### PASSAGE GIVEN

---------------

Since the recession, incomes for college grads have recovered, while less-educated Americans have seen their incomes decline 3 percent, according to the Economic Policy Institute. The income gap between college grads and high school grads now stands at 56 percent, the widest since 1973, the EPI found. 

That meshes with the problems facing younger American men who lack college degrees. In 1990, more than 17 percent of men between 18 to 39 worked in manufacturing, but by 2007 that had declined to about 11 percent, Autor and his co-researchers found. Fewer job opportunities reduce “the supply of young men who would likely be judged as good marital prospects,” they noted. 

While more Americans are getting married later or even skipping marriage altogether, another trend has emerged in the last few decades: the so-called marriage gap. This phenomenon dovetails with education as college grads not only enjoy more income but more successful marriages. 

College-educated Americans are today more likely to be married than their counterparts with less education, at 65 percent to 53 percent, according to the Pew Research Center. Women with college degrees are more likely to have successful marriages, with almost 8 out of 10 in marriages lasting 20 years or more, compared with just 4 out of 10 marriages for women with high school diplomas. 

Whether President Trump can make good on his promise to revive American manufacturing is debatable. Many economists point to headwinds from automation as reducing the likelihood that factory jobs will return in force. 

Interestingly, lower-income workers are the most worried that their jobs will disappear because of automation, according to a new survey of 2,000 American adults from tech company LivePerson. It also found that Americans largely believe that factory workers are most at risk to lose their jobs to automation within 20 years, followed by store cashiers.

While Mr. Trump pledges he’ll bring back manufacturing, it appears many workers aren’t as convinced his plans will materialize.

---------------

### GIVEN EXERCISE A
Reproduce word for word the part of the marriage-gap passage that opens with the words containing "Whether President Trump" and closes with "plans will materialize.".
### GIVEN EXERCISE B
Answer these questions from the marriage-gap passage:
(i) How wide is the income gap between college grads and high school grads, according to the Economic Policy Institute?
(ii) By 2007, about what share of men between 18 and 39 worked in manufacturing?
(iii) How many American adults did the LivePerson survey include?

### SOURCE MATERIAL

---------------

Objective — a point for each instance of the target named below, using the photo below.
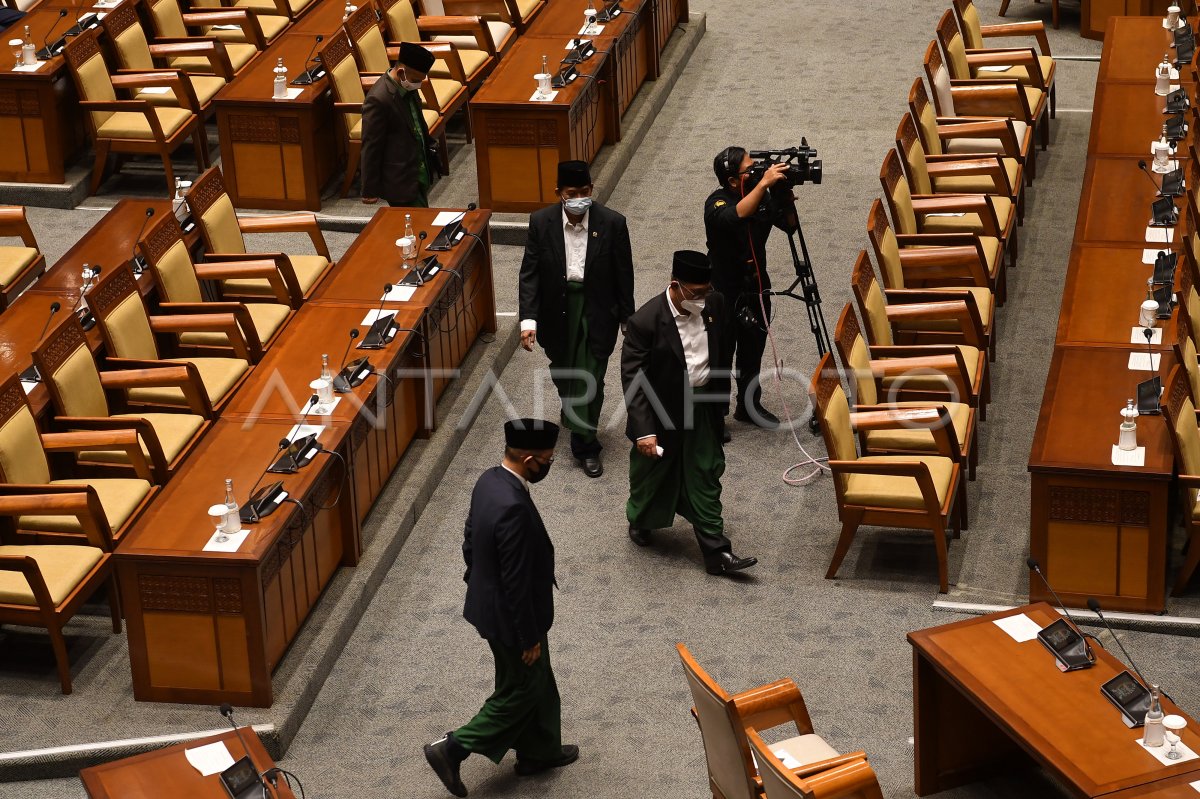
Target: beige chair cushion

---------------

### TASK RESULT A
Whether President Trump can make good on his promise to revive American manufacturing is debatable. Many economists point to headwinds from automation as reducing the likelihood that factory jobs will return in force. 

Interestingly, lower-income workers are the most worried that their jobs will disappear because of automation, according to a new survey of 2,000 American adults from tech company LivePerson. It also found that Americans largely believe that factory workers are most at risk to lose their jobs to automation within 20 years, followed by store cashiers.

While Mr. Trump pledges he’ll bring back manufacturing, it appears many workers aren’t as convinced his plans will materialize.

### TASK RESULT B
(i) 56 percent, the widest since 1973.
(ii) About 11 percent.
(iii) 2,000.